GESTELLTE AUFGABE 1
Schreib sämtliche Einträge zur Koordinatenannotation neu und setze dabei überall „coastal survey“ anstelle von „junction survey“, ohne sonst etwas zu ändern.

Für alle, die keine humanistische Bildung genossen haben: Worum geht es in Anton Tschechows „Der Kirschgarten“?
Für mich geht es im „Kirschgarten“ um einen Ort, zu dem Menschen eine persönliche Beziehung haben, aber völlig verschiedene Vorstellungen, was damit passieren soll. In Tschechows „Kirschgarten“ – der im Stück übrigens niemals betreten wird – soll dieser verkauft, parzelliert und gewinnbringend weiterverkauft werden. Es sollen Sommerhäuschen für Leute aus der Stadt gebaut werden. Er wird dann auch tatsächlich verkauft, die Bewohner ziehen aus, sind teilweise auch sehr erleichtert, dass endlich eine Entscheidung da ist, und die Sägearbeiten im Garten beginnen. Einer bleibt. Weil man ihn vergessen hat oder weil er nicht weiß, wohin. Oder absichtlich.

Einträge zur Koordinatenannotation

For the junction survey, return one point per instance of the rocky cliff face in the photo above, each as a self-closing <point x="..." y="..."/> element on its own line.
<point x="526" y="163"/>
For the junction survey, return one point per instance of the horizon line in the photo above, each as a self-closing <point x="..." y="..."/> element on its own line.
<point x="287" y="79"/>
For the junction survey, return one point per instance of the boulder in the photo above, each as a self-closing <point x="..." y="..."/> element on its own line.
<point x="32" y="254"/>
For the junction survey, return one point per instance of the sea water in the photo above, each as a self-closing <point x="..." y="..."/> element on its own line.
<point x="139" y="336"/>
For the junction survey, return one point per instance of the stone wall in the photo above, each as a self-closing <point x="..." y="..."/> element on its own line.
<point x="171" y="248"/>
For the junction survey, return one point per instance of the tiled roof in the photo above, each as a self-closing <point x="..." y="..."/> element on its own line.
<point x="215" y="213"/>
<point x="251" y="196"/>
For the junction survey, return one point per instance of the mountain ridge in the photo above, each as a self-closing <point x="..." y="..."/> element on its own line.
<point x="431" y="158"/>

GESTELLTE AUFGABE 2
Was soll laut dem Text über Tschechows „Der Kirschgarten“ nach dem Verkauf auf dem Gelände gebaut werden?

ANTWORT 1
For the coastal survey, return one point per instance of the rocky cliff face in the photo above, each as a self-closing <point x="..." y="..."/> element on its own line.
<point x="526" y="163"/>
For the coastal survey, return one point per instance of the horizon line in the photo above, each as a self-closing <point x="..." y="..."/> element on its own line.
<point x="287" y="79"/>
For the coastal survey, return one point per instance of the boulder in the photo above, each as a self-closing <point x="..." y="..."/> element on its own line.
<point x="32" y="254"/>
For the coastal survey, return one point per instance of the sea water in the photo above, each as a self-closing <point x="..." y="..."/> element on its own line.
<point x="139" y="336"/>
For the coastal survey, return one point per instance of the stone wall in the photo above, each as a self-closing <point x="..." y="..."/> element on its own line.
<point x="171" y="248"/>
For the coastal survey, return one point per instance of the tiled roof in the photo above, each as a self-closing <point x="..." y="..."/> element on its own line.
<point x="215" y="213"/>
<point x="251" y="196"/>
For the coastal survey, return one point per instance of the mountain ridge in the photo above, each as a self-closing <point x="..." y="..."/> element on its own line.
<point x="431" y="158"/>

ANTWORT 2
Sommerhäuschen für Leute aus der Stadt.